### EXERCISE BRIEF
Count how many lines of the records below contain the word "marble". Reply with the number only.

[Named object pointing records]
■ ■ ■ ■ ■ ■ ■
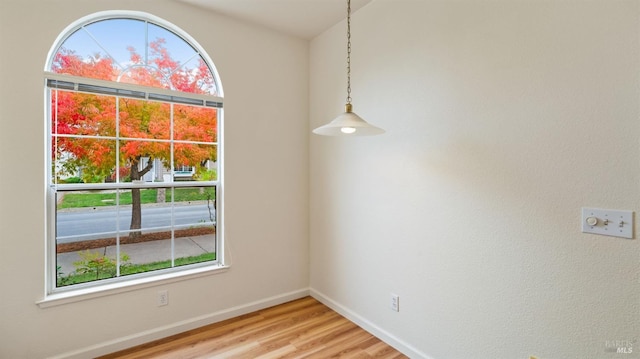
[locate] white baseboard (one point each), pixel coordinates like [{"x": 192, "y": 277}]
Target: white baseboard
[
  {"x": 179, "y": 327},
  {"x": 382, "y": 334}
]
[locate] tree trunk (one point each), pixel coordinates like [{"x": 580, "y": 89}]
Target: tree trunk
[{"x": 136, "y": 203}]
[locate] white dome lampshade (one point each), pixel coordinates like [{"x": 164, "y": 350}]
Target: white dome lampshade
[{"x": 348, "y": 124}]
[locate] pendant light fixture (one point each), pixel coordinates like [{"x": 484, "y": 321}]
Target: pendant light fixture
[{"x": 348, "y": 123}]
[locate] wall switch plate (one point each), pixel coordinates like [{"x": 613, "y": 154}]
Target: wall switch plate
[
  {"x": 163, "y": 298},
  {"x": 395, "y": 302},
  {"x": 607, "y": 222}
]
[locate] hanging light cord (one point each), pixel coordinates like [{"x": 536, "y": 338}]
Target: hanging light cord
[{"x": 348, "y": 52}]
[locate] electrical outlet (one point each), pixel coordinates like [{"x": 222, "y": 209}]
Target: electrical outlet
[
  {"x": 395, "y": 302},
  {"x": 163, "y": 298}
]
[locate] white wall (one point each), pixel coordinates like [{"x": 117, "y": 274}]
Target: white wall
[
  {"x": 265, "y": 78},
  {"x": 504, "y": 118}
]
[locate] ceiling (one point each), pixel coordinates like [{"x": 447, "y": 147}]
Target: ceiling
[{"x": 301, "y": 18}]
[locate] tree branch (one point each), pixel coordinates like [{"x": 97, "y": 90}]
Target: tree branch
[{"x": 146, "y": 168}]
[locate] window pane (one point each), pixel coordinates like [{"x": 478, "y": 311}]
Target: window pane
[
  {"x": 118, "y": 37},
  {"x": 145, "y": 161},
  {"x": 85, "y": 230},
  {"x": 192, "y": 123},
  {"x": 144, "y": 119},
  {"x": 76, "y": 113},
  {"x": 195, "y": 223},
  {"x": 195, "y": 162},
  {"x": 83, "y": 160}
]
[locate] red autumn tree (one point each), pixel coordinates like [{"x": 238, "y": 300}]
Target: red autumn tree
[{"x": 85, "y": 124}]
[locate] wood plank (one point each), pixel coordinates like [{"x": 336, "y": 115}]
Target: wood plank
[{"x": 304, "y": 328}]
■ ■ ■ ■ ■ ■ ■
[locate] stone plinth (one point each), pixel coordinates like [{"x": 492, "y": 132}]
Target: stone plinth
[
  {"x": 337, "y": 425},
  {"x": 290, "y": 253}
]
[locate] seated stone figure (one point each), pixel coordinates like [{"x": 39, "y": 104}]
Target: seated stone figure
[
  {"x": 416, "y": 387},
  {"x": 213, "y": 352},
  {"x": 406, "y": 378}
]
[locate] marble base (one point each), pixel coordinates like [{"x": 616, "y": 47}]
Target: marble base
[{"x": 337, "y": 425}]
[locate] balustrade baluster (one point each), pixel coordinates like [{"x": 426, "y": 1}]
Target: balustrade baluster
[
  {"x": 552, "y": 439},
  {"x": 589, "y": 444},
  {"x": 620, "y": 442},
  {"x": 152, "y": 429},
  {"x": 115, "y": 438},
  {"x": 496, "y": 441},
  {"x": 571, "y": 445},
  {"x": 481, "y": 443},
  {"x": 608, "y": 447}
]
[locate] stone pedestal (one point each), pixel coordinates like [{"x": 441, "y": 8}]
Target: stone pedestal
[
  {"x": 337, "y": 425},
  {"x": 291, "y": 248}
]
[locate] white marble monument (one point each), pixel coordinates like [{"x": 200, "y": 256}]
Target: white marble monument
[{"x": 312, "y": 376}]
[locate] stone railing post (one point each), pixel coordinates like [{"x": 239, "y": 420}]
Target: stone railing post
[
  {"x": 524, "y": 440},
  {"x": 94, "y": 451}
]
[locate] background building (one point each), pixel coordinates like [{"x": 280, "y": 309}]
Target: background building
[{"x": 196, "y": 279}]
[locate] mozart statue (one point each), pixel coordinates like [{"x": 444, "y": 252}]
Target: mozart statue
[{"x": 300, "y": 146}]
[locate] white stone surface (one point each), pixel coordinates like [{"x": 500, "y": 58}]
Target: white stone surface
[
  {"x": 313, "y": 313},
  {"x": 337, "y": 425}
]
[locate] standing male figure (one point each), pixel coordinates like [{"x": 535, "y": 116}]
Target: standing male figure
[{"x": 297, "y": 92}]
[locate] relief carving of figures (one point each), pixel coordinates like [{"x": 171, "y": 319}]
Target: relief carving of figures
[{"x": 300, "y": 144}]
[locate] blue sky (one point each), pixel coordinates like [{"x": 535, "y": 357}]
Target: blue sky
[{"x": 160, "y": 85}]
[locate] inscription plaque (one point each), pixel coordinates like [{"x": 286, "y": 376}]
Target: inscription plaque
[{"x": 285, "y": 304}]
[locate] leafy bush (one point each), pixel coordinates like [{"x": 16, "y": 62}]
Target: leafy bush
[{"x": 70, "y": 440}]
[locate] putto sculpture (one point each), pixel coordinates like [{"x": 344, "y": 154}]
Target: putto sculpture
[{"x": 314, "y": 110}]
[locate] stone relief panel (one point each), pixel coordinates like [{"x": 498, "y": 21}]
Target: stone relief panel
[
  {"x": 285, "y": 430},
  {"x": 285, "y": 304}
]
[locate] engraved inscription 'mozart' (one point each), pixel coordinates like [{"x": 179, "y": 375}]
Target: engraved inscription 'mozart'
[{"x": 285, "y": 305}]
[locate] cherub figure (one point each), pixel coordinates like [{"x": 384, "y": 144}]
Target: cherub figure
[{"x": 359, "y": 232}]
■ ■ ■ ■ ■ ■ ■
### REPLY TO THE EXERCISE
4